=== Work instructions ===
Copy each line of the material in which the word "integer" appears.

--- Material shown Enclosed Below ---

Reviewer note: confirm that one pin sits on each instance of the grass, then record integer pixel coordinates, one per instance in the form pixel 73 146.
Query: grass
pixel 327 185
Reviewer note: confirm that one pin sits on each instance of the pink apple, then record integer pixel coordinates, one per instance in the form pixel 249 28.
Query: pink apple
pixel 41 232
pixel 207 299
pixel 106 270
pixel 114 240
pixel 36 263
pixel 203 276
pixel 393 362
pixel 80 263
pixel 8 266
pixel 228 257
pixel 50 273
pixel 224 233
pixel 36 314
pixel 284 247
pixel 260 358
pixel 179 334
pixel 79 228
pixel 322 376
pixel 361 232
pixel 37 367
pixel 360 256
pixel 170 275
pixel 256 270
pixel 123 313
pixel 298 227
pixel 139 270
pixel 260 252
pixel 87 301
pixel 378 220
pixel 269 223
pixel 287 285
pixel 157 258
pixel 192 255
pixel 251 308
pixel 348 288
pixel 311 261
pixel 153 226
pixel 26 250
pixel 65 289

--- End of Enclosed Material shown ---

=== Result for this exercise ===
Reviewer note: confirm that one pin sits on each instance of the grass, then record integer pixel coordinates, one per instance in the form pixel 73 146.
Reviewer note: confirm that one pin sits on each instance of the pink apple, then record integer pixel coordinates, one per instance in the form pixel 249 28.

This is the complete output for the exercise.